→ **Travail demandé**:
1. Résumez le texte à lire en deux phrases.
2. Écrivez la suite du texte à lire, en reprenant juste après sa dernière phrase.

Moi qui n'habite pas à deux rues, mais dans la meme ville pourtant, je me (vous) pose une question : l'information omniprésente dans les journaux et chaînes d'infos françaises c'est que ce tueur (si c'est bien le meme) s'en prenait la semaine dernière aux militaires, et cette semaine à une école juive... Ah bon ? Il n'a pas juste assassiné de sang-froid des adultes qui avaient un travail et des enfants qui allaient à l'école ? Des êtres humains ? Non non il a tué des gens pas de France, c'est ça ?

Manu Causse a dit…

... et les adultes avaient été des enfants, évidemment...
Je me contente d'ausculter mes sentiments, et j'avoue que mon besoin de comprendre me pousse à vouloir identifier clairement les "cibles" afin de cerner la personnalité du tueur. J'ajoute que l'école en question se situe dans une rue relativement tranquille et que sa présence est assez discrète, ce qui semble exclure l'hypothèse d'un acte commis "au hasard".

Anonyme a dit…

... Assise confortablement et en sécurité sur mon canapé campée devant le poste de télévision, mes yeux et mes oreilles se demandant "réliité ou très mauvais rêve?". Je sens des larmes couler, mes larmes ... les "pourquoi" et "comment" assaillent mon cerveau ... Comment peut-on en arriver à de tels actes? Comment se fait-il que? Pourquoi tuer? Pourquoi et comment tourbillonnent.

→ **Lignes de données**:
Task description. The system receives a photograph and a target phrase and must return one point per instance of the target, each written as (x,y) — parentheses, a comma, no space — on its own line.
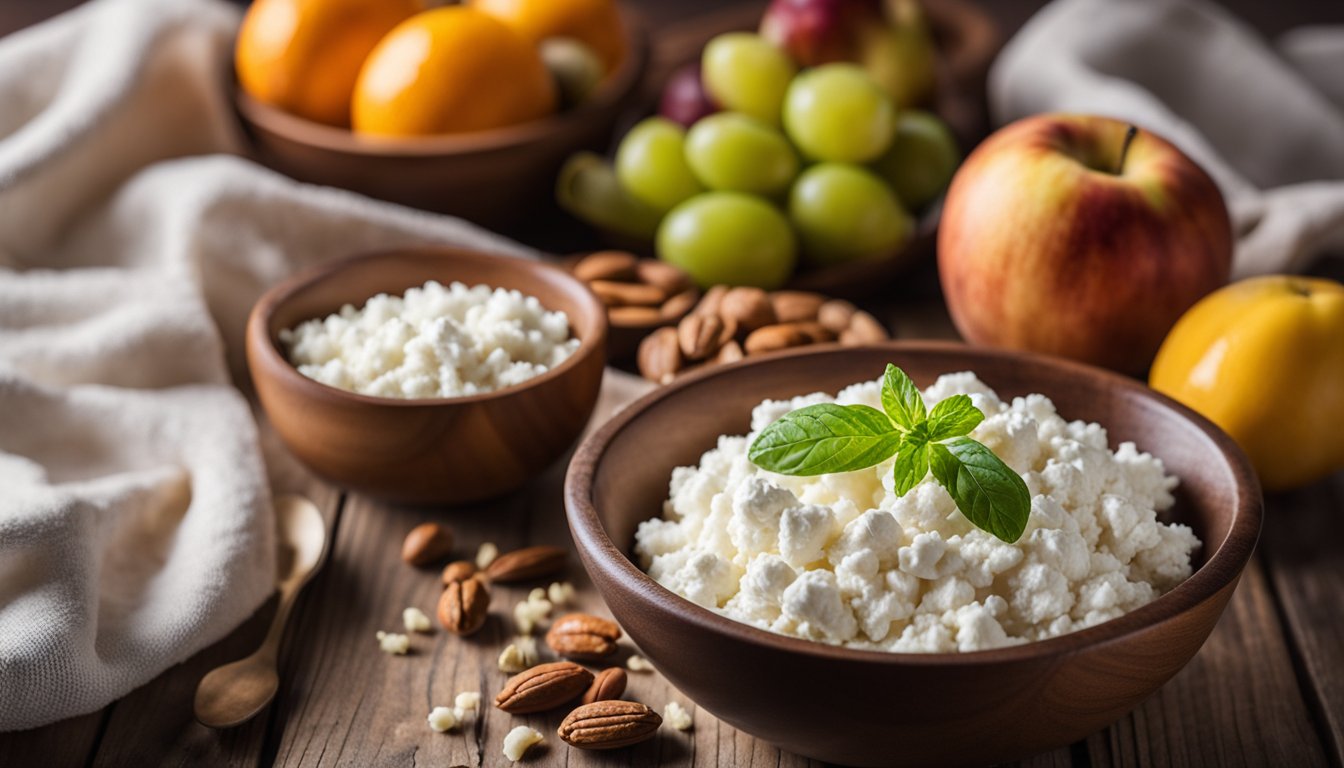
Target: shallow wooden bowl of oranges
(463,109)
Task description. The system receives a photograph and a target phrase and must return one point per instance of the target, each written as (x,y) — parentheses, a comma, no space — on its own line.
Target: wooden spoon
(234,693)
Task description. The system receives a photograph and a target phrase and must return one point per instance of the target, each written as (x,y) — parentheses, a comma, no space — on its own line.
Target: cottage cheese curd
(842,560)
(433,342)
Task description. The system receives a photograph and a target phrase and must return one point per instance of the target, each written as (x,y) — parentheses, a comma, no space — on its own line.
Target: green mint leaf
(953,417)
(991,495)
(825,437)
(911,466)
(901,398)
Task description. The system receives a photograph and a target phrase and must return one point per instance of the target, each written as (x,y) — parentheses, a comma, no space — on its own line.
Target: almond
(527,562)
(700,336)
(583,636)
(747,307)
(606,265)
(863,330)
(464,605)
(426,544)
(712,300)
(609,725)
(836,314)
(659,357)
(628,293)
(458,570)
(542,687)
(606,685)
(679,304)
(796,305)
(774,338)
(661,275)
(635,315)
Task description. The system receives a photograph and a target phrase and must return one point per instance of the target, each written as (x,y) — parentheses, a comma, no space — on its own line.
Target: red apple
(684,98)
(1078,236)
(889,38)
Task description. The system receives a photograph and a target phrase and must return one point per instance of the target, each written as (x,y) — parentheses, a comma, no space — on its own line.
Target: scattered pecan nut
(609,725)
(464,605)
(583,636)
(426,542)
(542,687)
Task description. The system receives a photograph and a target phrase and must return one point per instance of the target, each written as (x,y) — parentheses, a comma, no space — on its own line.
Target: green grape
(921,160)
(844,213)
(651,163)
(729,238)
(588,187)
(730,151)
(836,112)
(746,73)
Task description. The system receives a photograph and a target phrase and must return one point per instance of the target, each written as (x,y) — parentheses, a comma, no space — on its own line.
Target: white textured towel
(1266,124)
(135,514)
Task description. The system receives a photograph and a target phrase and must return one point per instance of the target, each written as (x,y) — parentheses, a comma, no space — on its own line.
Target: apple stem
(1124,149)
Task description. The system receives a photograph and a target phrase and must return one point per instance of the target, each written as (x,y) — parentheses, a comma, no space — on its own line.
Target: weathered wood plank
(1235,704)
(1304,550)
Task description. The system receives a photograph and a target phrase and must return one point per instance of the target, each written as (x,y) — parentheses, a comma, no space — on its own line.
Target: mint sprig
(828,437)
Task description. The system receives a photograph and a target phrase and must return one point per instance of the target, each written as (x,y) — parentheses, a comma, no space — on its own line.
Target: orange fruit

→ **Réponses attendues**:
1. Une personne qui habite la même ville s'étonne que les médias présentent le tueur comme s'en prenant à des militaires puis à une école juive, et non simplement à des êtres humains, adultes et enfants. Manu Causse dit vouloir identifier les cibles pour cerner la personnalité du tueur, l'école étant discrète, tandis qu'un message anonyme décrit des larmes devant la télévision et des questions sans réponse sur le pourquoi et le comment de tels actes.

2.
Et ces larmes, mes larmes ... Qu'arrive-t-il à l'être humain? Sommes nous si supérieurs que cela à l'espèce animale? Que se passe-t-il? Qu'est ce qui ne tourne plus rond? tant de questions qui ne trouveront sans doute aucune vérité ...
Nous sommes devenus individualistes, tant que cela ne nous touche pas nous fermons les yeux ... l'autruche a bon dos!
Dès qu'il s'agit d'atteinte à des enfants, nous sommes indignés ... Parce que cela aurait pu être le nôtre ou celui d'un(e) ami(e) ou parent(e). Quand il s'agit d'un sans abris, d'une femme violée et/ou tapée, d'un homme suicide, d'un emploi non obtenu parce que le patronyme ne sonne pas bien ... bizarrement, l'indignation et la stupéfaction sont moindres ...
La solidarité et l'acceptation sont aux abonnés absents.
Nul besoin d'étiquette politique pour ETRE un être humain, juste AVOIR du coeur.

Kal a dit…

Je comprends tout a fait ton besoin à identifier, je suis dans le meme cas. Je t'avoue meme que le moindre bruit de scooter tout a l'heure en allant chercher mon pain m'a fait filpper...
Certes des enfants sont morts, des enfants juifs d'accord, et des militaires parachutistes nord africains et antillais si j'ai tout compris. Effectivement ça ne ressemble pas à du hasard...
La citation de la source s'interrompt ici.